▶ **EXERCISE TASK**: Collect every line of the listing below that contains the string "finger", matching case exactly.

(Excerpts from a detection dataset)
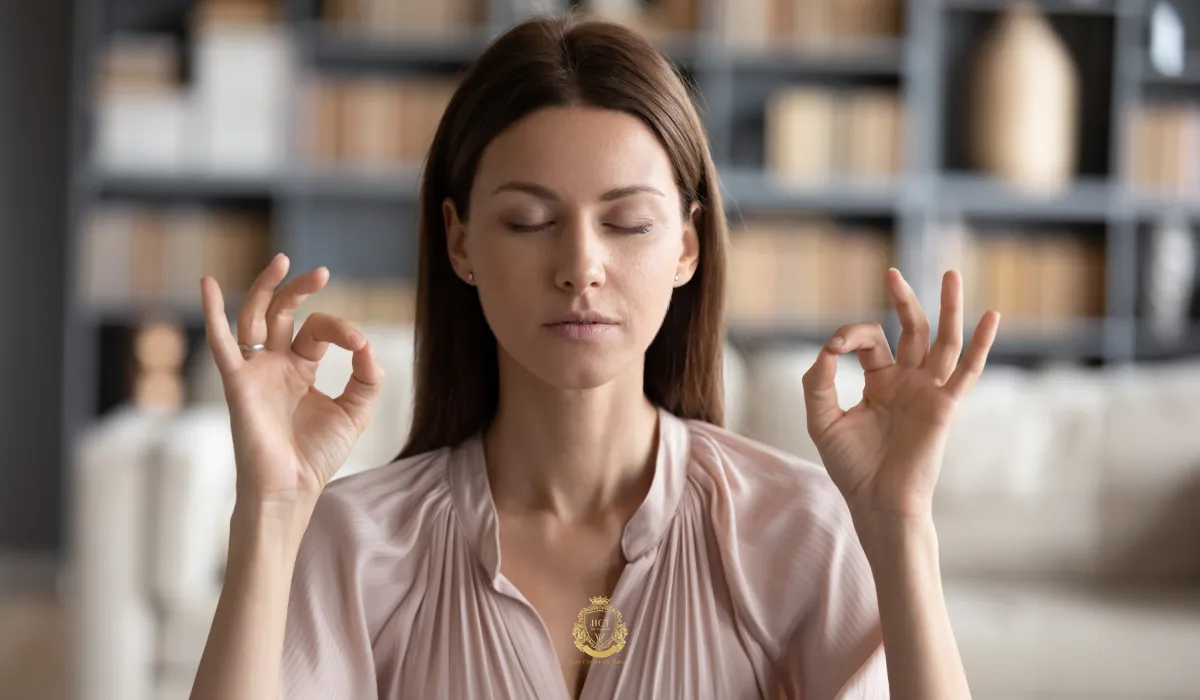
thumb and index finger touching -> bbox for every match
[200,255,384,426]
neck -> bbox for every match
[484,350,659,522]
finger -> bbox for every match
[238,253,290,345]
[292,312,366,363]
[826,323,894,372]
[803,348,845,441]
[925,270,962,382]
[946,311,1000,399]
[887,268,929,367]
[200,275,244,376]
[266,268,329,351]
[334,341,383,435]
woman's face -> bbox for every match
[443,107,700,389]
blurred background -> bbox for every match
[7,0,1200,700]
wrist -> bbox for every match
[229,498,316,557]
[851,509,937,568]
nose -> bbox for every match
[554,221,606,294]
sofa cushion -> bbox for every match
[944,578,1200,700]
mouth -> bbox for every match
[547,311,617,325]
[546,313,617,340]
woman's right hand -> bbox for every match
[200,253,383,505]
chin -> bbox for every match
[535,348,624,391]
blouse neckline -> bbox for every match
[449,407,689,587]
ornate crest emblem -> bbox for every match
[575,596,629,659]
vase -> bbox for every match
[968,0,1080,193]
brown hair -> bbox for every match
[397,13,728,459]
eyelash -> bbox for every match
[509,221,650,235]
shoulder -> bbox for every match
[688,421,871,651]
[302,448,450,554]
[685,420,848,533]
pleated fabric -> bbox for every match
[282,409,888,700]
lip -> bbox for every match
[546,323,617,340]
[548,311,617,325]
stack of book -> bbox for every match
[324,0,486,40]
[763,85,905,186]
[580,0,700,37]
[79,204,270,309]
[306,77,457,169]
[726,217,893,327]
[301,280,416,325]
[1128,104,1200,197]
[940,218,1105,330]
[92,0,292,177]
[719,0,905,50]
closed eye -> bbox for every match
[509,221,554,233]
[508,221,650,234]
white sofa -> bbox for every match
[67,328,1200,700]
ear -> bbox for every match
[676,202,703,287]
[442,197,472,282]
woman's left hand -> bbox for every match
[804,269,1000,519]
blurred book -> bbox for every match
[1126,103,1200,197]
[763,85,904,186]
[92,0,294,177]
[938,222,1105,331]
[79,204,270,309]
[301,77,457,169]
[323,0,486,40]
[726,216,892,328]
[718,0,905,52]
[296,280,416,328]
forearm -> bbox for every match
[191,504,311,700]
[854,514,971,700]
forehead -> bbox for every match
[475,107,674,198]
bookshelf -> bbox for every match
[62,0,1200,453]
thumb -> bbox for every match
[334,341,383,435]
[804,347,845,442]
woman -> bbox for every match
[192,10,998,700]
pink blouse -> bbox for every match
[283,411,888,700]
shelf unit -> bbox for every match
[62,0,1200,461]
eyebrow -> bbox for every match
[492,181,666,202]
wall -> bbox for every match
[0,0,71,552]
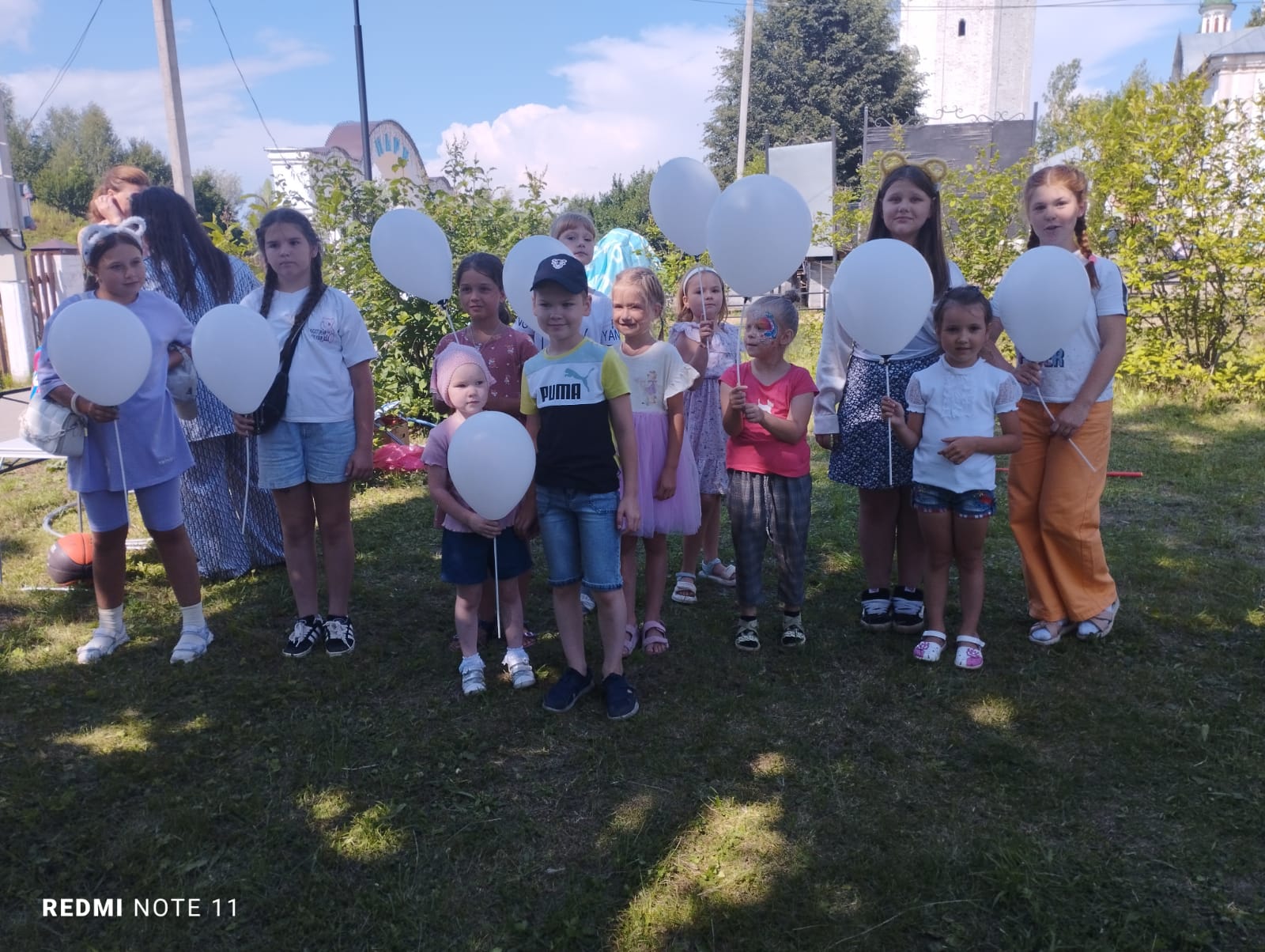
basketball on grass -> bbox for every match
[48,531,93,585]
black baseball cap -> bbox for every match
[531,255,588,293]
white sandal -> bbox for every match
[953,634,984,671]
[672,572,698,605]
[698,558,738,588]
[1077,599,1120,642]
[76,628,131,665]
[913,632,949,662]
[171,628,215,665]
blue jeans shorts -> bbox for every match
[82,476,185,531]
[536,486,624,591]
[439,529,531,585]
[911,482,997,519]
[259,421,356,489]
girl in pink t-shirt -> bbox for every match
[719,297,818,651]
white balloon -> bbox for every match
[993,246,1093,364]
[502,234,571,333]
[369,209,453,303]
[707,175,812,297]
[447,410,536,519]
[650,157,719,255]
[44,297,152,406]
[194,304,281,414]
[827,238,935,356]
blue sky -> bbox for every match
[0,0,1214,194]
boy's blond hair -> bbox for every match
[677,265,729,323]
[549,211,597,242]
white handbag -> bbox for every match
[17,396,87,455]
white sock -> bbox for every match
[501,648,531,667]
[96,605,123,634]
[179,602,206,632]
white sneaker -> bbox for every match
[76,628,131,665]
[171,625,215,665]
[458,655,487,695]
[501,649,536,691]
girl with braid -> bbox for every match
[131,187,285,579]
[989,164,1126,646]
[236,208,378,659]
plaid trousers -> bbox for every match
[729,470,812,605]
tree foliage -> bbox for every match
[1086,74,1265,387]
[704,0,922,185]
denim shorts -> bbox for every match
[536,486,624,591]
[82,476,185,531]
[259,421,356,489]
[912,482,997,519]
[439,529,531,585]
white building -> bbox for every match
[1172,0,1265,111]
[264,119,451,211]
[898,0,1036,123]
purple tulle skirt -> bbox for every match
[622,413,702,538]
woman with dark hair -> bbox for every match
[131,187,285,579]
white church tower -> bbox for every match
[898,0,1036,123]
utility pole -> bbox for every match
[0,93,36,381]
[352,0,373,183]
[738,0,755,179]
[154,0,194,205]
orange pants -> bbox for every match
[1007,400,1116,621]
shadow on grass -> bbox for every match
[0,397,1265,950]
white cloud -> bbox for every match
[1033,5,1199,103]
[0,0,40,49]
[426,27,731,195]
[0,36,333,190]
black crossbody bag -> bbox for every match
[255,308,315,433]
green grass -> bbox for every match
[0,377,1265,952]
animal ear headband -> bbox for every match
[878,152,949,189]
[84,215,145,262]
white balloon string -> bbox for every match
[1036,387,1098,472]
[114,417,131,525]
[492,535,504,638]
[242,436,251,539]
[883,357,896,486]
[440,297,457,334]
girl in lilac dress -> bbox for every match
[611,267,700,657]
[668,267,738,605]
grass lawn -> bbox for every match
[0,374,1265,952]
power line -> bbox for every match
[23,0,105,133]
[206,0,281,149]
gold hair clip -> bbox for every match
[878,152,949,187]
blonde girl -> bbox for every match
[993,164,1126,646]
[611,267,700,655]
[668,267,738,605]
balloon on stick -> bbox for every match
[500,234,571,336]
[993,246,1093,364]
[194,304,281,414]
[650,157,719,255]
[447,410,536,519]
[707,175,812,297]
[826,238,935,356]
[369,209,453,303]
[44,297,153,406]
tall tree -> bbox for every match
[119,137,172,185]
[704,0,923,183]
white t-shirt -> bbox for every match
[514,287,620,350]
[904,357,1020,493]
[242,287,378,423]
[855,261,966,361]
[616,341,698,413]
[996,255,1127,404]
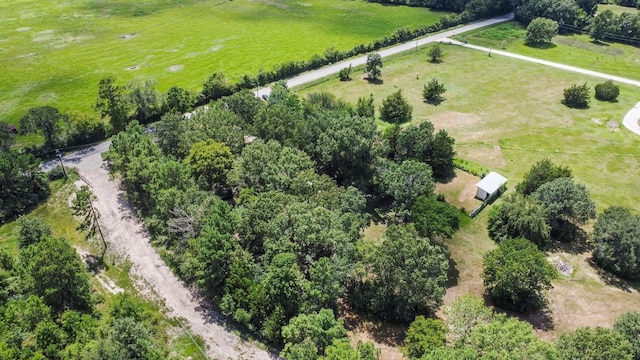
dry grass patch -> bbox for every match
[435,169,482,212]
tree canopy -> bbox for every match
[482,239,556,312]
[380,90,413,124]
[591,206,640,279]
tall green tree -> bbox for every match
[532,178,596,241]
[589,9,617,41]
[71,185,107,256]
[613,310,640,360]
[184,139,233,190]
[402,315,447,359]
[444,294,494,346]
[365,53,383,82]
[356,225,449,321]
[380,89,413,124]
[0,151,50,222]
[356,94,376,118]
[229,140,314,191]
[516,158,573,195]
[162,86,195,114]
[488,193,551,248]
[280,309,347,359]
[155,112,192,159]
[127,80,162,124]
[411,196,460,239]
[482,239,556,312]
[427,41,444,64]
[591,206,640,279]
[562,83,591,109]
[202,72,234,100]
[20,237,93,314]
[95,76,130,134]
[298,111,377,183]
[525,17,558,46]
[380,160,435,211]
[422,78,447,105]
[0,123,16,151]
[18,216,51,248]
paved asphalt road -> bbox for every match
[256,14,513,96]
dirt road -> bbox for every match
[72,150,277,360]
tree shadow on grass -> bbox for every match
[484,294,555,331]
[545,225,591,255]
[364,77,384,85]
[587,257,640,293]
[525,42,558,50]
[424,97,446,106]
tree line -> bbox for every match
[402,295,640,360]
[0,217,169,360]
[106,82,459,359]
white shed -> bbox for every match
[476,171,507,201]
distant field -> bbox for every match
[0,0,442,122]
[300,46,640,210]
[299,41,640,340]
[456,22,640,80]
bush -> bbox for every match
[595,80,620,102]
[339,65,351,81]
[422,79,447,104]
[525,18,558,45]
[562,83,589,109]
[47,165,64,181]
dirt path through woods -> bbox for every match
[73,152,277,360]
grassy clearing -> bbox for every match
[0,0,442,122]
[598,4,640,14]
[299,46,640,339]
[455,22,640,80]
[300,46,640,209]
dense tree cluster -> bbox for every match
[0,218,168,360]
[0,150,50,224]
[106,83,458,359]
[488,159,596,247]
[482,238,556,312]
[402,295,640,360]
[591,206,640,279]
[525,18,558,46]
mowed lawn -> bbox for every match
[0,0,443,122]
[455,21,640,80]
[299,46,640,339]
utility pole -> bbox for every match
[56,149,67,179]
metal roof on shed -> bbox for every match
[476,171,507,194]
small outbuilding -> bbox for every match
[476,171,507,201]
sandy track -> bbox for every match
[73,152,277,360]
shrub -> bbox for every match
[595,80,620,102]
[562,83,589,109]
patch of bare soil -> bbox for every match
[436,169,481,210]
[70,153,277,360]
[540,251,640,339]
[338,303,409,360]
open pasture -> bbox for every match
[299,42,640,339]
[0,0,442,122]
[455,22,640,80]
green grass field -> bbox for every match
[0,0,442,122]
[455,22,640,80]
[318,41,640,340]
[300,46,640,210]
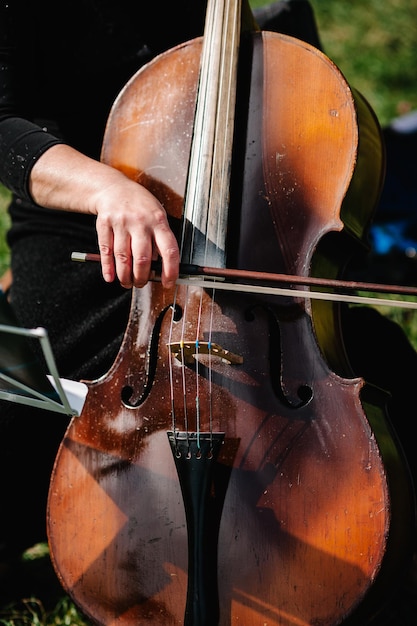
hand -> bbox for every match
[95,172,179,288]
[30,144,179,288]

▶ **RESPONSE**:
thumb and index finger touching -> bbox for every match
finger -> bbox for every match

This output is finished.